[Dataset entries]
/---
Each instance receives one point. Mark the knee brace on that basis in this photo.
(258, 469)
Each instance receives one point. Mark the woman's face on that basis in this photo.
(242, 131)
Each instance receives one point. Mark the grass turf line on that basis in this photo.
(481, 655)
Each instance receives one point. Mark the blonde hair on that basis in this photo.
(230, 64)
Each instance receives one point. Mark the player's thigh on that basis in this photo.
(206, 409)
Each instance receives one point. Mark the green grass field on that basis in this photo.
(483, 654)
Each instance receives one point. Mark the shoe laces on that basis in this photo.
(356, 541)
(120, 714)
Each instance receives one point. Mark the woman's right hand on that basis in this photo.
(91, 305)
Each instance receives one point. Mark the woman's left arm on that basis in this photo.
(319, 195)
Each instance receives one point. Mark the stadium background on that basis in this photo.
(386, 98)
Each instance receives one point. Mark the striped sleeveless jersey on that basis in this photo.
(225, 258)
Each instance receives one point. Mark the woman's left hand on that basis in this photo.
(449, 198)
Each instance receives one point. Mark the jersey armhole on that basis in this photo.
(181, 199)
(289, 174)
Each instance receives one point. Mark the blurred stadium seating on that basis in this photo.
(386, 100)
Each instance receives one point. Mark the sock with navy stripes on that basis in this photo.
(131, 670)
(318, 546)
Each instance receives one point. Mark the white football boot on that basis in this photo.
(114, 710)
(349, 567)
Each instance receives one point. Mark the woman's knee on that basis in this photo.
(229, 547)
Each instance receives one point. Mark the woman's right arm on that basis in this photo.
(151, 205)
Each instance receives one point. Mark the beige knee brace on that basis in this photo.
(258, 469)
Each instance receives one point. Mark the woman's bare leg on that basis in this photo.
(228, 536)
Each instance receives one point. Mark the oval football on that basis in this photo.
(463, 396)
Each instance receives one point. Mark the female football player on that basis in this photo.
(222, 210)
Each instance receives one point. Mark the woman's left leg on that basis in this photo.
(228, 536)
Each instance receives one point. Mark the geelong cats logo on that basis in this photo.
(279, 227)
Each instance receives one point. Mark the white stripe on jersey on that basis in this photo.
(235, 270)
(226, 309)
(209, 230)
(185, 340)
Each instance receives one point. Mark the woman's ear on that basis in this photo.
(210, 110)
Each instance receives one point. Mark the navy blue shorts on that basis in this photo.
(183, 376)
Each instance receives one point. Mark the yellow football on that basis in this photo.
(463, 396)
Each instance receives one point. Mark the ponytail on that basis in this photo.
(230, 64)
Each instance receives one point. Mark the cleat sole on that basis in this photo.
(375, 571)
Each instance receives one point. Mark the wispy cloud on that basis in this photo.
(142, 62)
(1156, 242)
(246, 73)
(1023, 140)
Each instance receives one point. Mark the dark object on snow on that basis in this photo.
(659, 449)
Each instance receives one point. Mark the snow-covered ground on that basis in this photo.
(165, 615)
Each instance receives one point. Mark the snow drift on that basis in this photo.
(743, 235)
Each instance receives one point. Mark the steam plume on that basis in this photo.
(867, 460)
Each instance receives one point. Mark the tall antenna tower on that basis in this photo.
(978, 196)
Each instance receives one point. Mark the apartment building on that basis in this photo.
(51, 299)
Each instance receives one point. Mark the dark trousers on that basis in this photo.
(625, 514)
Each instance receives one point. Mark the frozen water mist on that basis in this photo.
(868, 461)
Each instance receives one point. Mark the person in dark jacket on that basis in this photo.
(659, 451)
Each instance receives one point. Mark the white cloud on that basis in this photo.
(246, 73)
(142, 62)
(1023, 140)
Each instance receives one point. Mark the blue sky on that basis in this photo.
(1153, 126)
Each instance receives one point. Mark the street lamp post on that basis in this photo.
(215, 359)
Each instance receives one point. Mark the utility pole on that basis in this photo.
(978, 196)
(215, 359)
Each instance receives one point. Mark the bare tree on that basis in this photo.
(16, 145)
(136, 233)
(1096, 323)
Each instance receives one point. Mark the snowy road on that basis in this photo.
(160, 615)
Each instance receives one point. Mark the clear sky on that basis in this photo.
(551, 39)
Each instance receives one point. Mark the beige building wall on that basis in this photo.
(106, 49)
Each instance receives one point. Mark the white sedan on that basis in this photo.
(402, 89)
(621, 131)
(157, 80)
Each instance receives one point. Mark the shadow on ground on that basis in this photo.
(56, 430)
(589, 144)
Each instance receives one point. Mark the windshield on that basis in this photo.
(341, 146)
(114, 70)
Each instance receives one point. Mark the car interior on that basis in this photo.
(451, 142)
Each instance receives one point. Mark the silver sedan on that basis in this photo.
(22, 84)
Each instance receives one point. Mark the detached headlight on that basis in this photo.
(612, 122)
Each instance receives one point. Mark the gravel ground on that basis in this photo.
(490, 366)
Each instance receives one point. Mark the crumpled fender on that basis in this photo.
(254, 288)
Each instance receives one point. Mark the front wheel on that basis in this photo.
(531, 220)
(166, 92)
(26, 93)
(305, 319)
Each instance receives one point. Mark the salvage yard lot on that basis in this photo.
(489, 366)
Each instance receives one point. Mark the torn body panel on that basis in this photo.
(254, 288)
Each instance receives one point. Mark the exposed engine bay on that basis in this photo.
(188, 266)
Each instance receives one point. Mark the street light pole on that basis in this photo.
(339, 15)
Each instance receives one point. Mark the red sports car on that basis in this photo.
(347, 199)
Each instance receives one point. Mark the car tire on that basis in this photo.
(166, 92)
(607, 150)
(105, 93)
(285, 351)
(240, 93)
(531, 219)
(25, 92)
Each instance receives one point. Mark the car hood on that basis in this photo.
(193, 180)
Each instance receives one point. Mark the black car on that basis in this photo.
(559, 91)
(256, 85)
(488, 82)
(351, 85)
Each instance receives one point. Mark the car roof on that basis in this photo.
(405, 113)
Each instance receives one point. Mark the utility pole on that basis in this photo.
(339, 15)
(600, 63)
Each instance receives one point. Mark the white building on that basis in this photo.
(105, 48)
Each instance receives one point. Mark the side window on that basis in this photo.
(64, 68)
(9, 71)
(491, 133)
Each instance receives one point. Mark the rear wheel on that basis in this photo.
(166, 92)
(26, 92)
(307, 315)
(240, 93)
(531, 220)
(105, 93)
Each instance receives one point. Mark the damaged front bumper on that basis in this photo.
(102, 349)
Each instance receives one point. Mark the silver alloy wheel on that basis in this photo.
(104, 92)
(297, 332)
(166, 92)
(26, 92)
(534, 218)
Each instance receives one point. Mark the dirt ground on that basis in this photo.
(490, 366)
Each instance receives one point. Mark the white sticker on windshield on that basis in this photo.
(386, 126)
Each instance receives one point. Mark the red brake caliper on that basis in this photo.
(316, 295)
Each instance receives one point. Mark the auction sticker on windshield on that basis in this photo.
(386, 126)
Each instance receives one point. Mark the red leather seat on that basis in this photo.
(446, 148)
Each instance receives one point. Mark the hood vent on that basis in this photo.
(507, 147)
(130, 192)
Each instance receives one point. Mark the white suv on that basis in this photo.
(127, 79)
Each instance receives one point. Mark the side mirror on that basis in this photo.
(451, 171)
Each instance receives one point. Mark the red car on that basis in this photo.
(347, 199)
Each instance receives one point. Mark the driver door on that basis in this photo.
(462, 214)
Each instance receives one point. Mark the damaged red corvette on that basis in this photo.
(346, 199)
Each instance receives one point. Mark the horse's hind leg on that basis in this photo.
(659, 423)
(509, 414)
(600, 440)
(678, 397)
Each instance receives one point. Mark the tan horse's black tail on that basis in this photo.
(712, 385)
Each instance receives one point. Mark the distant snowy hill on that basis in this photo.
\---
_Task_
Quote every line of the data, word for word.

_Finished exercise_
Each instance receives one point. Mark the knee brace on that basis in this photo.
(258, 469)
Each instance receives one point. Mark the woman's face on that basis in this photo.
(242, 131)
Each instance receives one point. Mark the grass turf line on that basis in this photo.
(481, 655)
Each instance receives one point. Mark the blonde hair on that basis in this photo.
(230, 64)
Each instance receives one point. Mark the player's thigh on that basis in this photo.
(206, 409)
Each instance receives one point. Mark the green grass field on that basis in this photo.
(483, 654)
Each instance receives one point. Mark the shoe laces on that basis in this photo.
(356, 541)
(120, 714)
Each instance receives one point. Mark the woman's right hand on that basis in this photo.
(91, 305)
Each instance receives one point. Mark the woman's left arm on that basis in this photo.
(319, 195)
Each instance receives one point. Mark the stadium background on that basis in this photo.
(386, 98)
Each instance receives one point. Mark the striped sleeveless jersey on that basis in this photo.
(225, 258)
Each instance receives one point. Mark the woman's left hand on that basis in this photo.
(449, 198)
Each instance receives one point. Mark the jersey armhole on that basis in this photo.
(181, 199)
(289, 174)
Each instance receives one point. Mark the blurred stadium seating on that basis in this photo.
(386, 100)
Each instance receives one point. Mark the sock with navy stripes on that basis in this photo.
(131, 670)
(318, 546)
Each instance receives one point. Mark the white football boot on that basis in this photo.
(114, 710)
(349, 567)
Each instance receives one point. Mark the woman's knee on that basis in this photo.
(229, 547)
Each instance receives one point. Mark the woman's right arm on that basis in this photo.
(151, 205)
Each instance receives one point. Mark the beige knee brace on that basis in this photo.
(258, 469)
Each instance receives one point. Mark the woman's bare leg on that basis in this photo.
(228, 536)
Each instance receives one point. Mark the oval football on that basis in this photo.
(463, 396)
Each instance receives one point. Mark the female football player on that basis in this photo.
(222, 210)
Each instance receives one point. Mark the woman's left leg on that basis in this photo.
(228, 536)
Each instance receives one point. Mark the geelong cats logo on that basis in this photo.
(279, 227)
Each instance receives one point. Mark the white stripe on jersey on that basis in this photo.
(235, 270)
(226, 309)
(209, 230)
(185, 340)
Each instance receives one point. Mark the woman's ear on that basis in this photo.
(210, 110)
Each instance receives one point. Mark the navy blue shorts on that basis in this photo.
(183, 376)
Each instance receives one point. Mark the yellow football on that basis in this photo.
(463, 396)
Each instance receives one point. Mark the ponytail on that basis in this photo.
(230, 64)
Each instance receives one point. Mark the cleat sole on that basis in this photo.
(375, 571)
Each instance receives one point. Mark the wispy cloud on that basis in this photo.
(142, 62)
(1156, 242)
(246, 73)
(1023, 140)
Each instance receives one point. Mark the dark object on snow on that basis in this photo.
(659, 449)
Each instance receives one point. Mark the snow-covered ground on that basis in this photo.
(165, 615)
Each instance receives one point. Mark the snow drift on that basis in this photo.
(743, 235)
Each instance receives one point. Mark the steam plume on that basis in this photo.
(867, 460)
Each instance receives one point. Mark the tall antenna tower on that basis in this photo.
(978, 196)
Each instance receives one point. Mark the apartment building on that basis in this photo.
(51, 299)
Each instance receives one point. Mark the dark trousers on that basis in this photo.
(625, 514)
Each instance receives one point. Mark the frozen water mist on that basis in this photo.
(868, 461)
Each instance receives one point. Mark the person in dark jacket on that basis in this photo.
(659, 451)
Each instance receives one point. Mark the white cloud on that basis in this photo.
(246, 73)
(142, 62)
(1023, 140)
Each instance receives one point. Mark the blue sky on that basis in this photo.
(1153, 126)
Each instance receives one point. Mark the street lamp post on that basis in this photo.
(215, 359)
Each instance receives one point. Mark the utility pole on that basis in this photo.
(978, 196)
(215, 359)
Each instance receives one point. Mark the bare tree on that basis in this photo.
(16, 145)
(136, 233)
(1096, 323)
Each instance receives one point. Mark the snowy road on that basis in this photo.
(160, 615)
Each instance receives one point. Mark the clear sky on that basis in this photo.
(551, 39)
Each instance receives one point. Mark the beige building wall on that basis in this photo.
(106, 49)
Each instance receives one point. Mark the white sedan on that basis in this photo.
(402, 89)
(621, 131)
(157, 80)
Each instance receives one point. Mark the shadow on ground on that basis in this photo.
(56, 430)
(589, 144)
Each instance receives one point. Mark the windshield on that basis in this photo.
(341, 146)
(114, 70)
Each instance receives one point. Mark the car interior on that basis in this photo.
(451, 142)
Each instance receives one point. Mark the silver sedan on that basis in this photo.
(22, 84)
Each instance receives one point. Mark the detached headlight on that basis in this photo.
(612, 122)
Each instance receives one point. Mark the gravel ground on that basis in this photo.
(490, 366)
Each instance receives one point. Mark the crumpled fender on that basis in this photo.
(254, 288)
Each instance receives one point. Mark the front wheel on that basis in this photo.
(531, 220)
(166, 92)
(26, 93)
(305, 319)
Each instance receives one point. Mark the salvage yard lot on that basis in this photo.
(489, 366)
Each instance receives one point. Mark the torn body panel on that basis in this photo.
(254, 288)
Each instance receives one point. Mark the exposed engine bay on that basis in this photo.
(188, 266)
Each instance receives one point. Mark the street light pole on that basis in this photo.
(339, 15)
Each instance receives one point. Mark the red sports car on that basis in this photo.
(347, 199)
Each instance receives one point. Mark the car tire on that basis in this photo.
(166, 92)
(607, 150)
(105, 93)
(285, 351)
(240, 93)
(531, 219)
(25, 92)
Each instance receives one point. Mark the car hood on that basis in this photo.
(193, 180)
Each instance receives one point. Mark the black car on that basis in this photo.
(559, 91)
(256, 85)
(488, 82)
(351, 85)
Each instance receives one point. Mark the car roof on that basis in this photo.
(405, 113)
Each instance receives one point. Mark the utility pole on that basis in this photo.
(339, 15)
(600, 63)
Each instance receives one point. Mark the white building on that basis in this photo.
(105, 48)
Each instance receives one point. Mark the side window on that basis in this photo.
(64, 68)
(9, 71)
(491, 133)
Each instance receives one point. Mark the rear wheel on that basis in this photo.
(166, 92)
(26, 92)
(307, 315)
(240, 93)
(531, 220)
(105, 93)
Each instance receives one point. Mark the damaged front bumper on that basis in this photo.
(102, 349)
Each instance receives one point. Mark the silver alloy wheel on that basis in this photo.
(104, 92)
(297, 332)
(166, 92)
(26, 92)
(534, 218)
Each instance receives one point. Mark the dirt ground on that basis in this photo.
(490, 366)
Each instance receives one point. Mark the white sticker on windshield on that basis in this photo.
(386, 126)
Each instance receives one point. Mark the red brake caliper on that basis in this photo.
(316, 295)
Each instance receives one point. Mark the auction sticker on windshield on that basis in this photo.
(386, 126)
Each instance receives one point. Mark the red leather seat on that basis in this photo.
(446, 148)
Each instance receives one point. Mark the hood vent on that basis in this photo.
(507, 147)
(130, 192)
Each instance receives one point. Mark the white suv on that basis in this photo.
(127, 79)
Each instance receives one point. Mark the side mirror on that basis in this photo.
(451, 171)
Each instance receives one point. Mark the red car on that basis in this photo.
(347, 199)
Each instance receives one point. Mark the driver door on that basis in this photo.
(462, 214)
Each instance receives one point. Mark the damaged red corvette on that basis in this photo.
(346, 199)
Each instance receives one point. Mark the horse's hind leg on that basis in this photo.
(659, 423)
(509, 414)
(600, 440)
(678, 397)
Each instance receives one point. Mark the tan horse's black tail on that basis in this photo.
(712, 385)
Each instance receives one point. Mark the distant snowy hill on that basis in this photo.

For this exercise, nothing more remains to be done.